§ **Texte de lecture**:
"""

La Palatine et la nature
La princesse Palatine aime la nature (Lettres)
À son arrivée à la cour, le roi accueille chaleureusement la jeune princesse Palatine, seconde épouse de Monsieur : comme lui, elle aime la chasse, les chevaux, les chiens et le grand air. Elle est sensible aux beautés de la nature, chose assez rare au XVIIe siècle, sensibilité que partage d’ailleurs Mme de Sévigné.
Elle remarque qu’à la cour, on ne marche pas : « Ce n’est pas que je fasse ici des promenades plus longues ni plus fréquentes que je n’avais coutume de les faire chez nous ; mais les gens de ce pays-ci ne savent pas mieux marcher que les oies, et, sauf le roi, Mme de Chevreuse et moi, il n’y a pas un être capable de faire vingt pas sans suer et perdre haleine. » (5 février 1672 à sa tante)
Chasser ne l’empêche pas de regarder le paysage : « J’ai fait des exercices violents, ce qui m’est toujours très salutaire ; l’on chasse d’ailleurs dans le plus bel endroit du monde [1], car le parc d’ici est un véritable jardin. Il a plus de dix ou douze allées avec des étoiles auxquelles aboutissent six ou huit d’entre elles. Toutes les haies sont en fleur et parfument l’air ; avec cela les rossignols et les autres oiseaux chantent si bien qu’on se console parfaitement en ce lieu. » (22 mai 1707)

"""

§ **Enregistrements**:
"""

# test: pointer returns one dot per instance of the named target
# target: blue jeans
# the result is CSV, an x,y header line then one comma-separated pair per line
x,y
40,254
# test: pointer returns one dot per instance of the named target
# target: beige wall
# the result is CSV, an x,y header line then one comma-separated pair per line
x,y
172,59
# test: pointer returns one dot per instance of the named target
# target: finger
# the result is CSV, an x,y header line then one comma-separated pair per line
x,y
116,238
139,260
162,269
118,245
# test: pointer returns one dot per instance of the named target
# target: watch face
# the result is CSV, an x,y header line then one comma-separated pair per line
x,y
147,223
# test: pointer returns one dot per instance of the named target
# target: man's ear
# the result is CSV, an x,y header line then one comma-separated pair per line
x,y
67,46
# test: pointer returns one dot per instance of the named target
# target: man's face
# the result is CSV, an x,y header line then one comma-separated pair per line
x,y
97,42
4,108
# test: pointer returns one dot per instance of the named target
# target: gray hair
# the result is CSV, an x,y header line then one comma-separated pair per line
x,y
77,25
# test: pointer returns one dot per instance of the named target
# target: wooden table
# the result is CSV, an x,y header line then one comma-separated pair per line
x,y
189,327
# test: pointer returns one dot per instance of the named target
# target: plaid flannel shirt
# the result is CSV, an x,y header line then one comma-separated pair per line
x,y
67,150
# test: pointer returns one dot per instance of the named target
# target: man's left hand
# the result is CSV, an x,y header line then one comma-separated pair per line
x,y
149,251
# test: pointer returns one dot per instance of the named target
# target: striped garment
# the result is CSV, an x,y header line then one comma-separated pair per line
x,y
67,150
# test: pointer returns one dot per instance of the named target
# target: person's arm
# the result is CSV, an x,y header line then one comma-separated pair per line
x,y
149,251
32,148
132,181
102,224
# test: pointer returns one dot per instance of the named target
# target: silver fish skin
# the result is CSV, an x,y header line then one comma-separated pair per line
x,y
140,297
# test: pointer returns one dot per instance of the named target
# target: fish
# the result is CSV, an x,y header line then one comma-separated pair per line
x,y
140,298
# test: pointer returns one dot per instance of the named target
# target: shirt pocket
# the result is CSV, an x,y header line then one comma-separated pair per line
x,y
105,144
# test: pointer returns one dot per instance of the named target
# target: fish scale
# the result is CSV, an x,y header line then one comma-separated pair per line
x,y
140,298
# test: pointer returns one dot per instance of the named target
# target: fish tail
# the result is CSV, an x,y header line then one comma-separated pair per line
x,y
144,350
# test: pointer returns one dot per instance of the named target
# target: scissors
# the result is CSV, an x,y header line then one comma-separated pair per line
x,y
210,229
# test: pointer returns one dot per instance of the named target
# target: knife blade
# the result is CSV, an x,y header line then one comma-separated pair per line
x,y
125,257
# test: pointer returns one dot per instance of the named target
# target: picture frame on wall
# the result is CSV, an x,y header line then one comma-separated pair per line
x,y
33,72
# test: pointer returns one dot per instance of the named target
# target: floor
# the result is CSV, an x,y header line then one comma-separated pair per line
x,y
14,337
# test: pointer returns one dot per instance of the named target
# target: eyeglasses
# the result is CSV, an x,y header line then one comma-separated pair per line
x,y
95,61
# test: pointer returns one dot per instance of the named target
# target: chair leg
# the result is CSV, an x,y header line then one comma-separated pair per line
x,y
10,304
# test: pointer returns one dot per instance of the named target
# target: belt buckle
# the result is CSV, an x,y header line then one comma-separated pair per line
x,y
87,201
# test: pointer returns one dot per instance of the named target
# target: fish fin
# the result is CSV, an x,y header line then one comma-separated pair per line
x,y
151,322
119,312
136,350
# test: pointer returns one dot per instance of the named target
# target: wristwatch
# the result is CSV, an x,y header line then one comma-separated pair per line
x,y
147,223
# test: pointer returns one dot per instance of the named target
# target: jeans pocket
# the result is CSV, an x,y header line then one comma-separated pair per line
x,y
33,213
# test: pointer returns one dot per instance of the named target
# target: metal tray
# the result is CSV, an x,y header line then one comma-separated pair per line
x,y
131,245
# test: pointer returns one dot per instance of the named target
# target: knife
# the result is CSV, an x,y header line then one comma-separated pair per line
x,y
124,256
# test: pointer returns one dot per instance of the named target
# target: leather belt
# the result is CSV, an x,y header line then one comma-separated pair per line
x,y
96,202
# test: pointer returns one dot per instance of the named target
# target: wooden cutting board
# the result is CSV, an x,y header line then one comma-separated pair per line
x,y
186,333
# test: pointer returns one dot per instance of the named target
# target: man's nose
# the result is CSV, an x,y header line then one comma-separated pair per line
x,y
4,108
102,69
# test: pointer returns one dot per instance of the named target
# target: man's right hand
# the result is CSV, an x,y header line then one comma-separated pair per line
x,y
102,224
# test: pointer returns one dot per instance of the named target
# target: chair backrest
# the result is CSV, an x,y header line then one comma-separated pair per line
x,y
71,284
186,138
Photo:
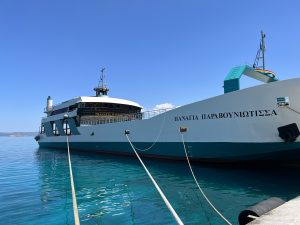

"""

§ **Énoncé du problème**:
Répondez aux questions suivantes d'après le texte sur la Palatine et la nature :
(a) Quelle autre femme partage la sensibilité de la princesse aux beautés de la nature ?
(b) Hormis la princesse, qui est capable de faire vingt pas sans suer ni perdre haleine ?
(c) À quoi la princesse compare-t-elle le parc où l'on chasse ?
Seul le texte doit servir à répondre.

§ **La solution**:
(a) Mme de Sévigné.
(b) Le roi et Mme de Chevreuse.
(c) À un véritable jardin.